┌────────
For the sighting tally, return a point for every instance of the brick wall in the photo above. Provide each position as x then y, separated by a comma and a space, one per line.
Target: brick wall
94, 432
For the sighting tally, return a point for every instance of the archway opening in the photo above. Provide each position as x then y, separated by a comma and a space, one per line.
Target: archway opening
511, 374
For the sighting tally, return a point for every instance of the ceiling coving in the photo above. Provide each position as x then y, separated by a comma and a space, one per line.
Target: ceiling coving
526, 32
└────────
┌────────
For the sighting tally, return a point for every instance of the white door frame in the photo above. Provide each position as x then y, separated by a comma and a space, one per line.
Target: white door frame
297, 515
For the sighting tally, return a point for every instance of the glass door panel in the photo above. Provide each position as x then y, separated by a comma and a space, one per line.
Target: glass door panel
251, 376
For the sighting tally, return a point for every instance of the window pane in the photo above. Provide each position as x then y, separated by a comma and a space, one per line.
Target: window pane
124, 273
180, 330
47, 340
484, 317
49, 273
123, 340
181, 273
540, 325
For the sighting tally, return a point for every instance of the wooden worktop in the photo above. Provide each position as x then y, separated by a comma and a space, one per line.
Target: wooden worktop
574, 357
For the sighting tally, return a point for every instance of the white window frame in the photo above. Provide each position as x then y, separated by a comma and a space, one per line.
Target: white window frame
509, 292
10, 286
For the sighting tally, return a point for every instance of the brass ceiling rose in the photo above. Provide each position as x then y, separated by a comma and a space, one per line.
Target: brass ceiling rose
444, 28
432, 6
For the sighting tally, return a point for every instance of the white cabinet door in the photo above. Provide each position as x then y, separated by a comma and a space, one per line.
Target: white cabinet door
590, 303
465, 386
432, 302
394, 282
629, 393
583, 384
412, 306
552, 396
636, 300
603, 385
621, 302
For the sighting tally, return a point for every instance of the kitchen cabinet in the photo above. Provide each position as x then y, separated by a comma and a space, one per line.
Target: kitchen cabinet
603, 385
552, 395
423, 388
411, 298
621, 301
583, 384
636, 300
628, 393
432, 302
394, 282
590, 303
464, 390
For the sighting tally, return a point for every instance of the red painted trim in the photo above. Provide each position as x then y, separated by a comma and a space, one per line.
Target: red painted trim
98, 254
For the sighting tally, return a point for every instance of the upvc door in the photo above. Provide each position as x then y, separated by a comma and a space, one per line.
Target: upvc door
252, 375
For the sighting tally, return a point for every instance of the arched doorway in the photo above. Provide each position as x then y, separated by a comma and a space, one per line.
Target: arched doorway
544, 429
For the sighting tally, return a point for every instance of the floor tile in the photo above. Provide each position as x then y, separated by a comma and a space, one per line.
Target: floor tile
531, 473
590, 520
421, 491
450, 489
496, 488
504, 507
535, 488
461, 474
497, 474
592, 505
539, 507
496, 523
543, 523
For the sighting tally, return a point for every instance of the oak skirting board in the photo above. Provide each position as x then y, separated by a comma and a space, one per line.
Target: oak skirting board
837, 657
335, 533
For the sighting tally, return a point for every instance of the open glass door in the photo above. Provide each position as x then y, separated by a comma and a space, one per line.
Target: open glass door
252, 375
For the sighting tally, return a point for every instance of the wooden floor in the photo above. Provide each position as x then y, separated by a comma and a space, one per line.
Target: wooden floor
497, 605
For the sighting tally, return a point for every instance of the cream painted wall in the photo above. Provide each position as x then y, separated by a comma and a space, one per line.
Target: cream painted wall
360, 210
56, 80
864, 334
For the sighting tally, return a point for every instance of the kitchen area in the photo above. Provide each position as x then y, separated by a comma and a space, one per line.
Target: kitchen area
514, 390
└────────
**EXERCISE REQUIREMENTS**
Pull out each line of the data above that contains the string "floor". Case counts.

**THE ANSWER**
For the sighting tally, return a point for every instance of the floor tile in the photo above. Provide each position as x then y, separated by a comma and a space, one per line.
Target: floor tile
For the sighting tally, return a point for every instance of the wooden floor in the photo above. Provide each position as x then y, separated by a comma and a space, one per line.
Target: wooden floor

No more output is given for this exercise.